-------- Information supplied --------

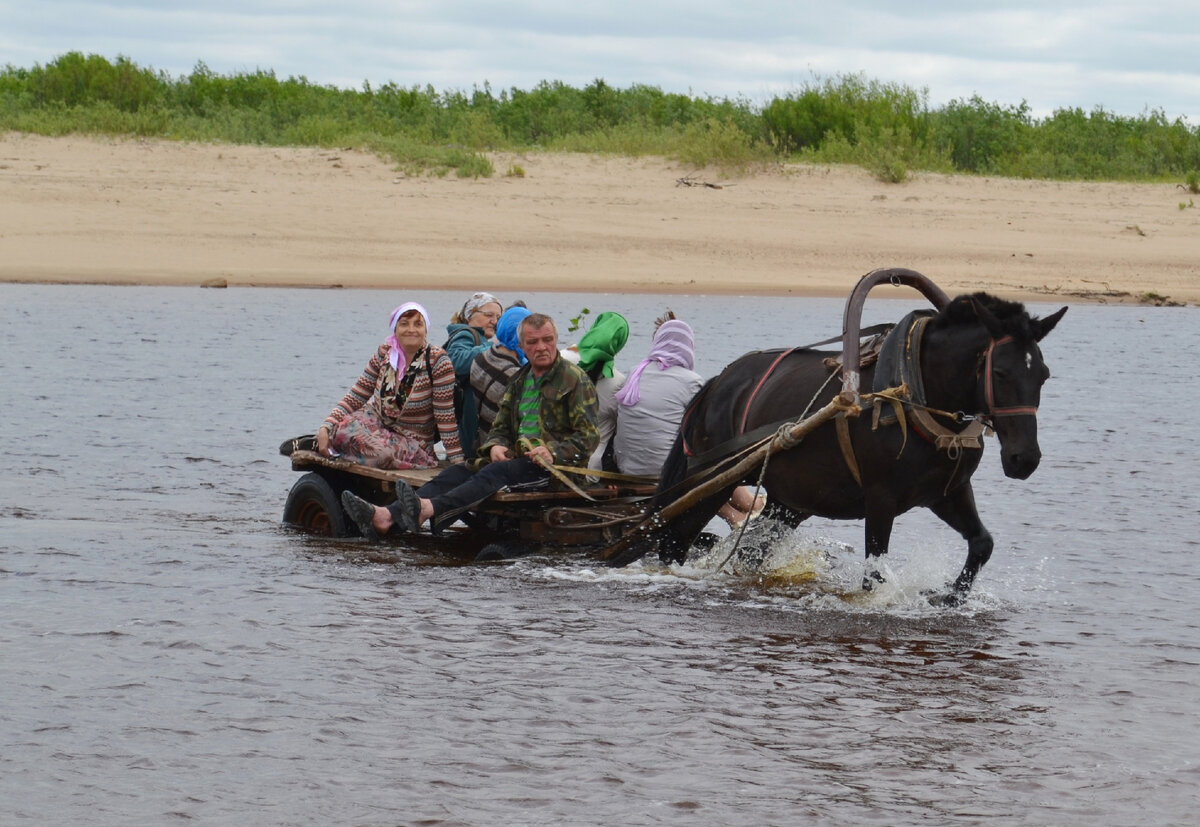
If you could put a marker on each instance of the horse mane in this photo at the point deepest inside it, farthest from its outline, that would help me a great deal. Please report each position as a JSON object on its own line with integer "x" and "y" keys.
{"x": 961, "y": 311}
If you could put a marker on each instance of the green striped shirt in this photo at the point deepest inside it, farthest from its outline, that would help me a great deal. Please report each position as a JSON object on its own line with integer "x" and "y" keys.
{"x": 527, "y": 408}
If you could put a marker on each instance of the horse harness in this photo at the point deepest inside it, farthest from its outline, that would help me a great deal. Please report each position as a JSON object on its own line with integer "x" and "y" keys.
{"x": 909, "y": 395}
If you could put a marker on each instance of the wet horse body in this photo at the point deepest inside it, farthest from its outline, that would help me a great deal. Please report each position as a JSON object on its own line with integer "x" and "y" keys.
{"x": 978, "y": 355}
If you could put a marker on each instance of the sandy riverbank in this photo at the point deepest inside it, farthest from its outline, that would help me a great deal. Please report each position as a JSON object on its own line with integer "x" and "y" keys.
{"x": 126, "y": 211}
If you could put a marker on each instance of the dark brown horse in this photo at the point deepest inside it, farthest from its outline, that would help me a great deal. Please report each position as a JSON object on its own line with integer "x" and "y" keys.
{"x": 975, "y": 360}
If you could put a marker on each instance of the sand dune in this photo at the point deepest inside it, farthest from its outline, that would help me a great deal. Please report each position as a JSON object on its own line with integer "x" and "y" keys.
{"x": 157, "y": 213}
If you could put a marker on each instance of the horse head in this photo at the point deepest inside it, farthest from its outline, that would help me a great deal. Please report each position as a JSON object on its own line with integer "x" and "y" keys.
{"x": 1002, "y": 339}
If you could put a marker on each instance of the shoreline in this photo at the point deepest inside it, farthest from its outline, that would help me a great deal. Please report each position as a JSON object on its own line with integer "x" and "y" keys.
{"x": 113, "y": 211}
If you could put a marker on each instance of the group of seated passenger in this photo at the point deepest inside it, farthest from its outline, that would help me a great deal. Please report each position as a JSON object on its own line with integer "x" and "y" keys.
{"x": 522, "y": 405}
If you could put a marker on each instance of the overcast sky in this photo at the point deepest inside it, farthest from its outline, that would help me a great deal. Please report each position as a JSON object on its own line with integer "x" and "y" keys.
{"x": 1123, "y": 57}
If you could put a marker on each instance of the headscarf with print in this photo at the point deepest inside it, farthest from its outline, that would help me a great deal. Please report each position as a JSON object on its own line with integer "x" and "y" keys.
{"x": 396, "y": 357}
{"x": 508, "y": 330}
{"x": 673, "y": 346}
{"x": 474, "y": 303}
{"x": 603, "y": 342}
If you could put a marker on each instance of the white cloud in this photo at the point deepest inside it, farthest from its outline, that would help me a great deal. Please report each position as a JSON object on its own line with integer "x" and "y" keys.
{"x": 1121, "y": 57}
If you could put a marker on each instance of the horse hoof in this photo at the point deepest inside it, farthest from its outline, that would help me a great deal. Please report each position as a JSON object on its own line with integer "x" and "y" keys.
{"x": 870, "y": 579}
{"x": 945, "y": 599}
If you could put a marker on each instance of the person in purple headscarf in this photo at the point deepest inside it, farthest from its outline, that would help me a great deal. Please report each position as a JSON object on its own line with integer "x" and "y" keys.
{"x": 401, "y": 405}
{"x": 651, "y": 405}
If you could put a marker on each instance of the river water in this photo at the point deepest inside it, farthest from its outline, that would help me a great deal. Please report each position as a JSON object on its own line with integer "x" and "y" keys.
{"x": 172, "y": 654}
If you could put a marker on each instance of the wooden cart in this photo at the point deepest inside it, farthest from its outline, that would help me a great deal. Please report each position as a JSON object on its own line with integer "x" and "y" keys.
{"x": 531, "y": 520}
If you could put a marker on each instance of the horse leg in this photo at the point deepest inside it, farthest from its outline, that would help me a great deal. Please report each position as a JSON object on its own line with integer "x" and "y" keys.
{"x": 880, "y": 517}
{"x": 959, "y": 511}
{"x": 677, "y": 537}
{"x": 779, "y": 513}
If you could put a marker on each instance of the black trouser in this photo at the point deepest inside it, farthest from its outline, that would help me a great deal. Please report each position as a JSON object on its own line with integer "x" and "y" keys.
{"x": 459, "y": 487}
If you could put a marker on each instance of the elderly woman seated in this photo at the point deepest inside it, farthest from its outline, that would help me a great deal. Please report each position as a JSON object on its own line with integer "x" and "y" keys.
{"x": 401, "y": 403}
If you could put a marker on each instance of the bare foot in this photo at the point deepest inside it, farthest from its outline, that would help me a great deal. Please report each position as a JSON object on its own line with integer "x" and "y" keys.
{"x": 426, "y": 511}
{"x": 382, "y": 520}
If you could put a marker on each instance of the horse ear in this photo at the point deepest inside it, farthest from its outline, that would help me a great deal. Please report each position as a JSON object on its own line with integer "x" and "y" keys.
{"x": 1045, "y": 325}
{"x": 989, "y": 321}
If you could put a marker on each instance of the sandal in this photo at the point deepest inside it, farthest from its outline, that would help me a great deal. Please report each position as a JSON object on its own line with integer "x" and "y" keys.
{"x": 361, "y": 513}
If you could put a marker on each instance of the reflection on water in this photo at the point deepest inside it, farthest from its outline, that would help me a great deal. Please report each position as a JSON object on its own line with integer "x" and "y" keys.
{"x": 172, "y": 652}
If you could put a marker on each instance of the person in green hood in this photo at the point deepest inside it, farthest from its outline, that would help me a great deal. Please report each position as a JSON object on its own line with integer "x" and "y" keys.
{"x": 597, "y": 355}
{"x": 599, "y": 347}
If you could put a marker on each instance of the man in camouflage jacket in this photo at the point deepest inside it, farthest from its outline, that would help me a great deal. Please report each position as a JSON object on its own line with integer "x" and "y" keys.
{"x": 547, "y": 417}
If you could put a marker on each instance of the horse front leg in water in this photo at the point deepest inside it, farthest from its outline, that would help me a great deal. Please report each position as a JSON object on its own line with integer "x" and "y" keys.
{"x": 958, "y": 510}
{"x": 880, "y": 517}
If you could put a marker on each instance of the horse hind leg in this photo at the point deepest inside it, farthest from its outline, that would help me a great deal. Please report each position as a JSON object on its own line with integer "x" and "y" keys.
{"x": 676, "y": 538}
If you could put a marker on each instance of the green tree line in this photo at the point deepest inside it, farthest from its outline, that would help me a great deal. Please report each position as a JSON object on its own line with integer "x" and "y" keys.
{"x": 888, "y": 129}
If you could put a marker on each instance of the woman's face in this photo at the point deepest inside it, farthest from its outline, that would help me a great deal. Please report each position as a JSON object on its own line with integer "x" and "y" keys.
{"x": 411, "y": 331}
{"x": 486, "y": 317}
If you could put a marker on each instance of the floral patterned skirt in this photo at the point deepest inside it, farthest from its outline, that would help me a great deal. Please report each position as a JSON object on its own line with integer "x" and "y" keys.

--------

What the task requires:
Go through the listing above and write it all out exactly, leaving out any picture.

Response:
If you could put a marker on each instance of the horse mane in this photo at the point deepest inside it, farthest from its outline, that would help me a great deal. Please report each position as a JSON object on its own line with integer "x" and "y" keys.
{"x": 961, "y": 311}
If you could put a marker on each instance of the green striped shirt in this photo at the point deepest inside it, farthest from its outline, that would help me a great deal. Please report each position as a JSON object on its own line with integer "x" and "y" keys.
{"x": 527, "y": 408}
If you could put a marker on each instance of the horse harness in this photo at the point deepest inside it, farthest from its outline, that would help me a great deal. Please report each position as a JSON object on its own line with integer "x" and "y" keys.
{"x": 909, "y": 395}
If you could put a marker on each instance of the wet horse body in this photo at the point deepest inside it, farthest from its outline, that would help me a great deal. Please report each position as a JSON object on its own line with integer "x" and "y" keys.
{"x": 978, "y": 355}
If you could put a marker on each instance of the sandy riverbank in this photo at the point deepest inside it, farthest from its outline, that would help me a great deal. Please report each position as a JSON object on its own line with integer "x" and "y" keys.
{"x": 126, "y": 211}
If you could put a marker on each instance of the dark brown horse in this photo at the point deepest inside it, farthest from its outline, that would help me a great deal. Please report each position as a JSON object on its own line with integer "x" and "y" keys.
{"x": 975, "y": 360}
If you could put a marker on each instance of the sand dune in this photo at the point deepest inside it, farthest from its outline, that would help me a great deal. Please report each position as a JSON object on its own line with integer "x" and "y" keys.
{"x": 157, "y": 213}
If you could put a marker on each instance of the horse head in this photo at the point deepest inside it, farthest from its outline, that would help me a great deal. Please report each position as a JSON object on its own line with integer "x" and "y" keys.
{"x": 1002, "y": 339}
If you could put a marker on each instance of the shoreline in this photo at the point deepest inside it, farthest from its outline, that would help me a great deal. Please report each position as a JSON object on its own line with integer "x" and "y" keys.
{"x": 113, "y": 211}
If you could put a marker on each instance of the group of seated passenger in this photo at the point deepest inside it, farthest from its outline, that would help me a great deal. Please report each position as a JSON object on its own line with integer "x" and "y" keys.
{"x": 522, "y": 405}
If you could put a marker on each instance of the overcast sky in this photo at the point deepest inside it, farthest from its outline, that would help me a great deal. Please report each position as a JSON object on its own line with integer "x" and "y" keys.
{"x": 1123, "y": 57}
If you could put a marker on each instance of the headscarf with print in this photo at the point deepest inside it, farthest from its outline, that would help me a great deal. Please report each position as a JSON object on its own line with integer "x" and "y" keys.
{"x": 396, "y": 357}
{"x": 508, "y": 330}
{"x": 673, "y": 346}
{"x": 474, "y": 303}
{"x": 603, "y": 342}
If you could put a marker on each instance of the white cloud in this photo at the point deepest inside it, farthest from its outline, that would help me a great deal. Please report each position as a JSON object on its own line with integer "x" and "y" keys.
{"x": 1121, "y": 57}
If you could put a marker on each instance of the horse hoof in this photo at the point deepest inside it, farthest from its outline, that would help me a great deal. Please report each position as a JSON object on its own line with integer "x" and "y" keys.
{"x": 870, "y": 579}
{"x": 945, "y": 599}
If you could put a marker on each instance of the person in purple headscarf in this photo at the point deepest inside it, farthest from its outline, that would help me a great deal. Please report each position as a JSON object on its own line with integer "x" and "y" keys.
{"x": 401, "y": 405}
{"x": 651, "y": 405}
If you could put a marker on each instance of the river water in this photo at the point deepest inside it, farthest from its outline, that would help me a great deal. Please report each position as a JSON object on its own line with integer "x" and "y" keys.
{"x": 172, "y": 654}
If you could put a marker on each instance of the wooden cart in this photo at the point deepest inside it, farthest from its outline, that would help me a great deal. Please report each position as a JSON object on its own line with integer "x" and "y" keys.
{"x": 531, "y": 520}
If you could put a marker on each instance of the horse leg in this photo at the point deepest inside it, farthest from its outline, that would help me a great deal. Please report each position as a JSON object on its own line with integer "x" and "y" keys.
{"x": 880, "y": 517}
{"x": 959, "y": 511}
{"x": 677, "y": 537}
{"x": 779, "y": 513}
If you could put a marker on each instance of the black trouser in this photo at the point deepest inside it, farthest from its outline, that would help me a great deal. Please report each position as a JSON object on its own line with integer "x" and "y" keys.
{"x": 459, "y": 487}
If you could put a marker on each instance of the elderly woman seated in this photo at the point deepest inside it, farthest from its outline, that would help me a great deal. Please report each position as a JSON object on its own line with integer "x" and "y" keys.
{"x": 401, "y": 403}
If you could put a marker on each instance of the bare foot in this photo at the point deepest inside it, farthest from its outline, that would help me a great deal. Please report each position as a JSON object on its own line with integer "x" and "y" keys.
{"x": 426, "y": 511}
{"x": 382, "y": 520}
If you could put a marker on each instance of the horse ear in this photo at the point deepest inside it, farthest from its outline, that would help me a great deal. Please report each position as a JSON object on its own line with integer "x" and "y" keys.
{"x": 1045, "y": 325}
{"x": 989, "y": 321}
If you could put a marker on each instance of the sandal in this photo at the point deepest inside it, farthest from its outline, that would help me a great deal. Please report each position as a JSON object on its own line with integer "x" and "y" keys.
{"x": 361, "y": 513}
If you could put a marker on each instance of the reflection on water in this photo at the point deepest inside it, farthest from its outline, that would help me a great deal. Please report each position as a JSON object on its own line with integer "x" and "y" keys.
{"x": 172, "y": 652}
If you could put a marker on each instance of the person in green hood in this photo at the point deepest inside it, farthest from its outline, that would help me a great deal. Please report each position as a JSON object on its own line with integer "x" and "y" keys.
{"x": 597, "y": 355}
{"x": 599, "y": 347}
If you could put a marker on each instance of the man in camouflage jacket in this photo at the point deepest inside it, farthest from its outline, that would help me a great deal. Please report each position as a JSON object on its own line with integer "x" and "y" keys.
{"x": 547, "y": 417}
If you could put a marker on each instance of the horse front leg in water in this photo at the point deepest inside it, farthest from its outline, that would help me a great deal. Please report each position as a JSON object on its own line with integer "x" and "y" keys.
{"x": 958, "y": 510}
{"x": 880, "y": 517}
If you could put a marker on each instance of the horse hind leg in this photo at the point deepest inside it, farthest from its outline, that would help me a great deal. Please report each position as a JSON object on its own line with integer "x" and "y" keys.
{"x": 676, "y": 538}
If you could put a marker on each instance of the green tree line in this photo at the point deepest inside it, farthest from its outline, that would help me a great deal. Please report each position as a JSON object on its own line with integer "x" and "y" keys.
{"x": 888, "y": 129}
If you could put a marker on each instance of the woman's face in this photo at the point deepest inside it, farthest from its outline, that would help me a great deal. Please report each position as a JSON object on its own line with integer "x" and "y" keys.
{"x": 411, "y": 331}
{"x": 486, "y": 317}
If you could put a marker on each instance of the floral patterned skirt in this photo at the point deepest inside it, farthest from its outline, that would help me a great deal. Please report each position as a JSON object on its own line with integer "x" and "y" keys.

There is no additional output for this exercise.